AUFGABE A: Gib aus dem Text über die europäischen Parteien den Abschnitt wortgetreu wieder, der bei den Worten mit „Auf mittlere Sicht“ anfängt und nach „praktische Hindernisse erwiesen.“ endet.

**** ANGEZEIGTER TEXT

Auf mittlere Sicht ist der wirkliche europäische Zusammenschluß der Parteien eine zwingende Notwendigkeit. Die SPE-Fraktion im Europäischen Parlament bietet hier ein gutes Beispiel. Von vielen unbemerkt, ist sie längst zu einer richtigen europäischen Fraktion geworden, die nicht nach nationalen Mustern funktioniert. Und dennoch: Die Rolle der politischen Parteien auf europäischer Ebene hinkt der institutionellen Ausgestaltung der EU hinterher und ist ein wichtiger Grund für Partizipationsdefizite. Das Fehlen einer ausreichenden gemeinsamen europäischen Öffentlichkeit und das Fehlen einer gemeinsamen Sprache haben sich bisher als praktische Hindernisse erwiesen.

********
**** GESPEICHERTE DATEN

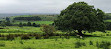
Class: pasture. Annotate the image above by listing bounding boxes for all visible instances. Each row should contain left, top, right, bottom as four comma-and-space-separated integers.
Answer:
0, 26, 111, 49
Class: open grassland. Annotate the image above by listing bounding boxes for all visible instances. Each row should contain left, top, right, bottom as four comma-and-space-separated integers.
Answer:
0, 36, 111, 49
0, 26, 42, 33
13, 21, 53, 24
105, 20, 111, 22
0, 26, 111, 49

********

AUFGABE B: Schreib bitte sämtliche Zeilen unter „Gespeicherte Daten“ unverändert ab. Lass die Bilder in deiner Antwort weg.

ERWARTETE ANTWORT A:
Auf mittlere Sicht ist der wirkliche europäische Zusammenschluß der Parteien eine zwingende Notwendigkeit. Die SPE-Fraktion im Europäischen Parlament bietet hier ein gutes Beispiel. Von vielen unbemerkt, ist sie längst zu einer richtigen europäischen Fraktion geworden, die nicht nach nationalen Mustern funktioniert. Und dennoch: Die Rolle der politischen Parteien auf europäischer Ebene hinkt der institutionellen Ausgestaltung der EU hinterher und ist ein wichtiger Grund für Partizipationsdefizite. Das Fehlen einer ausreichenden gemeinsamen europäischen Öffentlichkeit und das Fehlen einer gemeinsamen Sprache haben sich bisher als praktische Hindernisse erwiesen.

ERWARTETE ANTWORT B:
Class: pasture. Annotate the image above by listing bounding boxes for all visible instances. Each row should contain left, top, right, bottom as four comma-and-space-separated integers.
Answer:
0, 26, 111, 49
Class: open grassland. Annotate the image above by listing bounding boxes for all visible instances. Each row should contain left, top, right, bottom as four comma-and-space-separated integers.
Answer:
0, 36, 111, 49
0, 26, 42, 33
13, 21, 53, 24
105, 20, 111, 22
0, 26, 111, 49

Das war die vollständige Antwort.